# Challenge
Using the race report excerpt, explain in one to three sentences why Hamilton served a five-second penalty.

Lewis Hamilton and Valtteri Bottas ran first and second in the first half of the race, but Mercedes' day unravelled when "a multitude of things" went wrong.

Hamilton damaged his car after crashing on slicks as rain intensified, and was left stranded during an unplanned stop as his crew scrambled to replace his front wing and fit new intermediates, then served a five-second penalty at a subsequent stop for entering the pitlane the wrong side of a bollard after his off.

Bottas lost ground at the final round of pitstops, but had been in the hunt for a podium when he crashed while pursuing Lance Stroll.

Asked how embarrassing Mercedes' home race was, given its '125 years of motorsport' celebrations and its granting of access to Netflix's 'Drive to Survive' F1 documentary crew for the first time, Wolff replied: "I'm not going to give you a headline. It was a terrible day for us.

"It was a really difficult day, everything started well at the beginning, and then obviously it was tricky for me to make the right call, and I think it was borderline whether to change tyres or not, but that can be justified.

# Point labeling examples
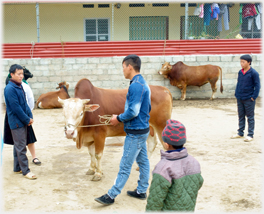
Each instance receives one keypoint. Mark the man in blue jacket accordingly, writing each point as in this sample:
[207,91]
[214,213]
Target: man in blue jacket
[19,117]
[136,125]
[247,91]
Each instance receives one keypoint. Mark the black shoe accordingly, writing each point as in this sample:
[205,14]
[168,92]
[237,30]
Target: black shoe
[141,196]
[105,200]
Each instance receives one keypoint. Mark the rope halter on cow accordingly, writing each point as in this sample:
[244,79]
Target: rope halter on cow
[106,122]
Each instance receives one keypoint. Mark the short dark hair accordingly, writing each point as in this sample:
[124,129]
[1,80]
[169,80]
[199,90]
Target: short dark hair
[15,67]
[177,147]
[134,61]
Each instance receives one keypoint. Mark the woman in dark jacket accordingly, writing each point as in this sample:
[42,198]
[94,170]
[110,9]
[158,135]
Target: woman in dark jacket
[31,138]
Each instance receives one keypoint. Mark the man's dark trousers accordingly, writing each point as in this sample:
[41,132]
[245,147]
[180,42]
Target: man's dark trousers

# The completed task
Hamilton served the penalty because, after going off the track, he entered the pitlane on the wrong side of a bollard. He served it at a later pit stop.